"""
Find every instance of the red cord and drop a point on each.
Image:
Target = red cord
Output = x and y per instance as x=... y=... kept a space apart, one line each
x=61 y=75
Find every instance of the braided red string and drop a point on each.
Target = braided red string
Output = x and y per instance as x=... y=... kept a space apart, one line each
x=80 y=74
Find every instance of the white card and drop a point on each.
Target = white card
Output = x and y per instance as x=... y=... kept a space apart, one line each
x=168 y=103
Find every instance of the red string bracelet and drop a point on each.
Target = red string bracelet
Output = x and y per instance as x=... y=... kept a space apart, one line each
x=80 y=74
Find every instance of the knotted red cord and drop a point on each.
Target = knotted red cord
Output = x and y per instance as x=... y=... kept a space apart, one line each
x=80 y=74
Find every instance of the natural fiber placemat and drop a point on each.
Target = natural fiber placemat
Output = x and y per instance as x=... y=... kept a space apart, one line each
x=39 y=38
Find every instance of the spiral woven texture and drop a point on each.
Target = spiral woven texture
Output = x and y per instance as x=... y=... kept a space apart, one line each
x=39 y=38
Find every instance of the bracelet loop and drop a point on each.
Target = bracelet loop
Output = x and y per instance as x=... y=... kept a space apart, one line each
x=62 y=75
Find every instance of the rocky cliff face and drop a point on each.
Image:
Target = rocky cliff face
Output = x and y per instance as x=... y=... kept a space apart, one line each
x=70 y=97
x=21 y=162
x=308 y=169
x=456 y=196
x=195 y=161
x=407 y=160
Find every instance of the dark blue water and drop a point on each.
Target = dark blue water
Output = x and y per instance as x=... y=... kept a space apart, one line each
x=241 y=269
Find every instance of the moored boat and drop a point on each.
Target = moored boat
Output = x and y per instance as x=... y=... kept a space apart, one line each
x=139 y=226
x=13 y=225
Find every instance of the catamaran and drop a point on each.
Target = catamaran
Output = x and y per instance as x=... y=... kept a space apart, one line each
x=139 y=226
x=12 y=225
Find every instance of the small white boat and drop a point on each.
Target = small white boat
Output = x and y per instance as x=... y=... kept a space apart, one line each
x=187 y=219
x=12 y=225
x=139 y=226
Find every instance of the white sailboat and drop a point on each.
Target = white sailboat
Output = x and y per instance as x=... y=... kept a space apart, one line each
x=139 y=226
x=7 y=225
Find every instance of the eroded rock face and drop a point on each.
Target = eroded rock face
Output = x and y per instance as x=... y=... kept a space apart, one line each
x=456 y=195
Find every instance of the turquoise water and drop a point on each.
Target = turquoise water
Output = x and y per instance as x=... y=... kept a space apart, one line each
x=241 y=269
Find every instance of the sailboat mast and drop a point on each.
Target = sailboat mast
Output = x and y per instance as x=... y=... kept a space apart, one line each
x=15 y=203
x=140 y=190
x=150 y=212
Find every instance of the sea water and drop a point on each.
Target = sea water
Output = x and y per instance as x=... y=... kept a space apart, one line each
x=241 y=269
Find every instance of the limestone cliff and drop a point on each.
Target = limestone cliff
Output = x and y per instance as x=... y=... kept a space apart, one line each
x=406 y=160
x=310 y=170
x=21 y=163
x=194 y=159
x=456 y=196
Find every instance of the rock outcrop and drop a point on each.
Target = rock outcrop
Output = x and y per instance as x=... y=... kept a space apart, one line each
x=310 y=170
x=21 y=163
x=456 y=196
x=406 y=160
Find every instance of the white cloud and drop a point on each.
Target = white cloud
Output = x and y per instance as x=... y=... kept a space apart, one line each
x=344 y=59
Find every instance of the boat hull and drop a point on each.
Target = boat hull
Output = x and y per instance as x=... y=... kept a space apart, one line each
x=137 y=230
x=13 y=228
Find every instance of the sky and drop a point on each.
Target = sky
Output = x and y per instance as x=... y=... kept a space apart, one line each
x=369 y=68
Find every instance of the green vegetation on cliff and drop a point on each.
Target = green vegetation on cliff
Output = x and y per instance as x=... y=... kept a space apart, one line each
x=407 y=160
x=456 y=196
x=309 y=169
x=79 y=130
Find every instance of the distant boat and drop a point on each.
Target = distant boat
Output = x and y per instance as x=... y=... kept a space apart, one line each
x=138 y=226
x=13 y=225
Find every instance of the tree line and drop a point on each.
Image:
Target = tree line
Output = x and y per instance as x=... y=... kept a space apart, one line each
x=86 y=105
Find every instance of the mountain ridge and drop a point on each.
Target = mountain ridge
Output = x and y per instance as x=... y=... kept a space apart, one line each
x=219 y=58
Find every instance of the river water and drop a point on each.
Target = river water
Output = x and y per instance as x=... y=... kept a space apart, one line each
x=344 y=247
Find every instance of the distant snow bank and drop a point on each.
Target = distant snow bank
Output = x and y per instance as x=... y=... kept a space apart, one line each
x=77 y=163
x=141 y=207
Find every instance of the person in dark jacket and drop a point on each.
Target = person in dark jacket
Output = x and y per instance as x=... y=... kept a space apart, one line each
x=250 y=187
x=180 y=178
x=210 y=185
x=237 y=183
"""
**PROBLEM DESCRIPTION:**
Beginning with the line containing "Target = green vegetation on cliff" in the material above, copy every line exactly until you have copied the line containing "Target = river water".

**TASK RESPONSE:**
Target = green vegetation on cliff
Output = x and y per instance as x=... y=... kept a space apart, one line each
x=407 y=160
x=456 y=196
x=309 y=169
x=79 y=130
Find every instance of the distant boat and drop a point on each.
Target = distant boat
Output = x and y per instance as x=... y=... kept a space apart, one line each
x=138 y=226
x=13 y=225
Find every instance of the tree line and drop a point on each.
Image:
Target = tree line
Output = x and y per instance as x=... y=... kept a space apart, one line each
x=86 y=105
Find every instance of the mountain ridge and drop a point on each.
Target = mountain ridge
Output = x and y per instance as x=... y=... kept a space apart, one line each
x=219 y=58
Find every instance of the river water and drop a point on each.
Target = river water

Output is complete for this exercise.